## Annotated coordinate records
begin

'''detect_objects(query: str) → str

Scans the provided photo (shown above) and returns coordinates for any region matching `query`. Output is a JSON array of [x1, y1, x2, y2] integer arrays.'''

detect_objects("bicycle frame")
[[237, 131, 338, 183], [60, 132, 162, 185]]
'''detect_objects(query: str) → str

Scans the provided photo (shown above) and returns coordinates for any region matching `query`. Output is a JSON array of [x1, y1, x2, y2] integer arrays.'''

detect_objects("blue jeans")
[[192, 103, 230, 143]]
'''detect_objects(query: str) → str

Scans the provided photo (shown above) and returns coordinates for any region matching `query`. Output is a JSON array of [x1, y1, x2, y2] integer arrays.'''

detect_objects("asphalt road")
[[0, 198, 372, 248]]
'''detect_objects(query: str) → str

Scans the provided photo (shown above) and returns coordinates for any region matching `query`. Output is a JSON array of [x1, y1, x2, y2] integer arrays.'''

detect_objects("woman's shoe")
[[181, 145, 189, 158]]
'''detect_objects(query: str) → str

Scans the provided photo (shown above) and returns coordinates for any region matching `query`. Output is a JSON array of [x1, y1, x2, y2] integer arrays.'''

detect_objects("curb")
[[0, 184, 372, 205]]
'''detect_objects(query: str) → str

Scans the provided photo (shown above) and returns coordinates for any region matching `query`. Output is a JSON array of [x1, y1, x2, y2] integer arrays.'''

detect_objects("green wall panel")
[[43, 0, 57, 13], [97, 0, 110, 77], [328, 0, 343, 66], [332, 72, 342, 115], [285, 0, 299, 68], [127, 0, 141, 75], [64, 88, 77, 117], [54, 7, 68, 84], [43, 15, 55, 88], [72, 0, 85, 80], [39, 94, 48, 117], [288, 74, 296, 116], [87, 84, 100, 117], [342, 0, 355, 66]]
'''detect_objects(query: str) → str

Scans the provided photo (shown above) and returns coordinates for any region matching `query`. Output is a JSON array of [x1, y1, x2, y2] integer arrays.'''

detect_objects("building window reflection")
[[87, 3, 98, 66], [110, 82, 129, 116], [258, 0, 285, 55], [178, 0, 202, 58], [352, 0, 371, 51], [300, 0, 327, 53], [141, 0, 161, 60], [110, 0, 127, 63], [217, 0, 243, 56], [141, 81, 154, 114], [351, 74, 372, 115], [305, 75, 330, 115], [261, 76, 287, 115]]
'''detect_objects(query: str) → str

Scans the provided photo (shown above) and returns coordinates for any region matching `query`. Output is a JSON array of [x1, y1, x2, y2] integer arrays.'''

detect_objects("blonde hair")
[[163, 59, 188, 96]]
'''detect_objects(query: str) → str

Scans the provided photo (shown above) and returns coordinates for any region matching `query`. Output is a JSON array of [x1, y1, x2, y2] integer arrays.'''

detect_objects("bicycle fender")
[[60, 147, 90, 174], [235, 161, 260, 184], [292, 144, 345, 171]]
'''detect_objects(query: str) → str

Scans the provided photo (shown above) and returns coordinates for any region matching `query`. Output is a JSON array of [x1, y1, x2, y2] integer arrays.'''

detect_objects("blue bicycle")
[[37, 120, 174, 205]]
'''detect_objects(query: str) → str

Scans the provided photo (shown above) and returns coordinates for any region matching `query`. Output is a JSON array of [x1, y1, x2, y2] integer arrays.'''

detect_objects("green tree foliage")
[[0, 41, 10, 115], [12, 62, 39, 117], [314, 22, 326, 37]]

end

Rewrite the entries from their start up to and including the line with "[[181, 145, 189, 158]]", keeping the requests, and increase every coordinate in the answers by 118.

## Result for this task
'''detect_objects(query: str) → str

Scans the provided photo (shown above) and returns coordinates for any region matching `query`. Output is a JSON array of [x1, y1, x2, y2] integer arrays.'''

detect_objects("bicycle frame")
[[355, 249, 456, 301], [178, 250, 280, 303]]
'''detect_objects(query: str) → str

Scans the provided photo (shown above) and returns coordinates for any region matching `query`. Output is a JSON array of [x1, y1, x2, y2] integer arrays.'''

detect_objects("blue jeans")
[[310, 221, 348, 261]]
'''detect_objects(query: str) → str

Scans the provided photo (shown above) and returns coordinates for any region matching `query`. Output is a JSON array of [x1, y1, x2, y2] integer arrays.'''

detect_objects("asphalt road")
[[118, 316, 490, 366]]
'''detect_objects(query: str) → str

Scans the provided photo (shown above) and returns coordinates for any region matching `query`. Output is a JSON array of [x1, y1, x2, y2] integer arrays.'''

detect_objects("woman's shoe")
[[299, 263, 307, 276]]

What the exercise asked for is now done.